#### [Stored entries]
-- BEGIN --

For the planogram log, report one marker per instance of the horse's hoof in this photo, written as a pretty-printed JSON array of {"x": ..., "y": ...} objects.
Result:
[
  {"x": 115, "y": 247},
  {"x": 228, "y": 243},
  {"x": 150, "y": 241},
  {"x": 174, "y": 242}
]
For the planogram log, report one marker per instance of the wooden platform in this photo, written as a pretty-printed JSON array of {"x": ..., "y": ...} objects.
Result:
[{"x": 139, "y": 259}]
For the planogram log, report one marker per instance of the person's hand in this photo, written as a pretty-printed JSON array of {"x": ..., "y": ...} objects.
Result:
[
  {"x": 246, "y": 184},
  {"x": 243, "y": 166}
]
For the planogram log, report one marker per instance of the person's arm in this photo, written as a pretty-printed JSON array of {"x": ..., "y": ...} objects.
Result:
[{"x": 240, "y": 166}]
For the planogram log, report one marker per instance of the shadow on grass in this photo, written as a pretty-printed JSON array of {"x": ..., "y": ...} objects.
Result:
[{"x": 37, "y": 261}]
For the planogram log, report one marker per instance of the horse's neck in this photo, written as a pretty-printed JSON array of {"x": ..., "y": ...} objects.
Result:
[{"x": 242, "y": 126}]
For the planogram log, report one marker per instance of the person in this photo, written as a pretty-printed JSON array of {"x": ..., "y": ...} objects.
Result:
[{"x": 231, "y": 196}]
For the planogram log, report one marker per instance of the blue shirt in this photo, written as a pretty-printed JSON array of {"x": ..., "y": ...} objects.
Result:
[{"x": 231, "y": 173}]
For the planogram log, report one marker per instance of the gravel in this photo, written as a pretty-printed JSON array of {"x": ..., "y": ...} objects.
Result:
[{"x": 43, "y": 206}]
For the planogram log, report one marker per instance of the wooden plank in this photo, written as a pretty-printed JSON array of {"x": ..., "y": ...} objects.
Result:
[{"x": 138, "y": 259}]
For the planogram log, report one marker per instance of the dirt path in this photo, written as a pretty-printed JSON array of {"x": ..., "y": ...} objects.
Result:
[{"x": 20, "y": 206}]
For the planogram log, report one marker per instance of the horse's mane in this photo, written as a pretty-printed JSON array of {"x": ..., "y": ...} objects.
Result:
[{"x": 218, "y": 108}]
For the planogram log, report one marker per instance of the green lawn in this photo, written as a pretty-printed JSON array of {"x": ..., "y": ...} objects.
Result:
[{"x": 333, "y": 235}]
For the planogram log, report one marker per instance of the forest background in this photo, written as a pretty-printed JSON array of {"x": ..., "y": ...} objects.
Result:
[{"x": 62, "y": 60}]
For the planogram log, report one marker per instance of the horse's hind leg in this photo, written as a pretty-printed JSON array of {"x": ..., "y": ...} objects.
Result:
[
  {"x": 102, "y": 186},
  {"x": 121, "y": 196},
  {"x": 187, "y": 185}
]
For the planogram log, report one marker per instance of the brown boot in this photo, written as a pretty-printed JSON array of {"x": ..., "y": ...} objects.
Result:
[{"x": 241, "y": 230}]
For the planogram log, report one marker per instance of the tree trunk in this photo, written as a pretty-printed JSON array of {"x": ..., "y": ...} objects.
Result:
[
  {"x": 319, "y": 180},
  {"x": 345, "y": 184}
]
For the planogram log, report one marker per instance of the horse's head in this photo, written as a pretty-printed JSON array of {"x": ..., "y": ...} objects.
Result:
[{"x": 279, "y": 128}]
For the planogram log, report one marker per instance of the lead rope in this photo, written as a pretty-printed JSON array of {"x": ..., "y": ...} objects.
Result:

-- END --

#### [What you will do]
Quote each line above in full, word for word.

#### [Reply to the exercise]
For the planogram log, report one marker per instance of the horse's hoof in this photo, written as a pretty-printed JSON array of {"x": ..., "y": ...} objects.
Result:
[
  {"x": 115, "y": 247},
  {"x": 228, "y": 243},
  {"x": 150, "y": 241},
  {"x": 174, "y": 242}
]
For the planogram log, report one marker per instance of the wooden platform in this photo, written as a pretty-printed JSON array of {"x": ..., "y": ...} objects.
Result:
[{"x": 139, "y": 259}]
For the planogram log, report one marker per instance of the person's hand in this photo, written as a pretty-printed JSON array of {"x": ..., "y": ...} objects.
Result:
[
  {"x": 246, "y": 184},
  {"x": 243, "y": 166}
]
For the planogram log, report one marker per instance of the person's arm in this photo, written as a pretty-printed JSON array of {"x": ..., "y": ...} objects.
Result:
[{"x": 240, "y": 166}]
For the planogram log, report one marker per instance of the shadow on grass in this photo, written as a pretty-printed JSON array of {"x": ..., "y": ...} objects.
Result:
[{"x": 37, "y": 261}]
For the planogram log, report one marker per instance of the horse's neck in this photo, written as a pretty-printed JSON array of {"x": ..., "y": ...} objects.
Result:
[{"x": 242, "y": 126}]
For the planogram log, report one marker per instance of the person in this photo, written as a pretty-printed JSON array of {"x": ..., "y": ...} objects.
Result:
[{"x": 231, "y": 196}]
For the planogram log, report one marker per instance of the blue shirt in this photo, written as a pretty-printed JSON array of {"x": ..., "y": ...} objects.
Result:
[{"x": 231, "y": 173}]
For the planogram log, report one marker per instance of the gravel in this photo, written as a pretty-printed JSON array of {"x": ..., "y": ...} objects.
Result:
[{"x": 43, "y": 206}]
For the planogram log, report one marker per instance of the wooden plank in this photo, written as a pretty-printed JSON array of {"x": ..., "y": ...} objects.
Result:
[{"x": 138, "y": 259}]
For the planogram log, report one marker per instance of the dirt path in this photo, written as a pretty-printed JSON array of {"x": ..., "y": ...} objects.
Result:
[{"x": 20, "y": 206}]
For the planogram log, report one marker per instance of the horse's mane in this photo, written as a pretty-printed JSON array of {"x": ..., "y": ...} objects.
Result:
[{"x": 218, "y": 108}]
For the planogram log, report one marker per instance of the green lawn in this photo, written as a pretty-printed JSON array of {"x": ..., "y": ...} objects.
Result:
[{"x": 333, "y": 235}]
For the planogram log, report one marker per instance of the forest background in this photo, written as a pretty-printed JSON array of {"x": ..., "y": ...} objects.
Result:
[{"x": 62, "y": 60}]
For the planogram log, report one marker per instance of the horse's hind leg in this photo, written as a pretty-printed JSON array of {"x": ..., "y": ...} objects.
Result:
[
  {"x": 102, "y": 186},
  {"x": 121, "y": 196},
  {"x": 187, "y": 185}
]
For the planogram log, report one marker per instance of the brown boot in this photo, written as a pretty-printed JSON array of {"x": ..., "y": ...} objects.
Result:
[{"x": 241, "y": 230}]
For the planogram log, report one marker per instance of the tree trunk in this photo, written as a pretty-printed JSON array of {"x": ..., "y": ...} objects.
Result:
[
  {"x": 319, "y": 180},
  {"x": 345, "y": 184}
]
For the planogram log, report one marker per instance of the horse's head in this photo, written as a pretty-printed JSON array of {"x": ..., "y": ...} objects.
Result:
[{"x": 279, "y": 128}]
For the planogram log, report one marker per instance of the lead rope in this photo, written as a pretty-printed JSON array of {"x": ..., "y": ...} objects.
Result:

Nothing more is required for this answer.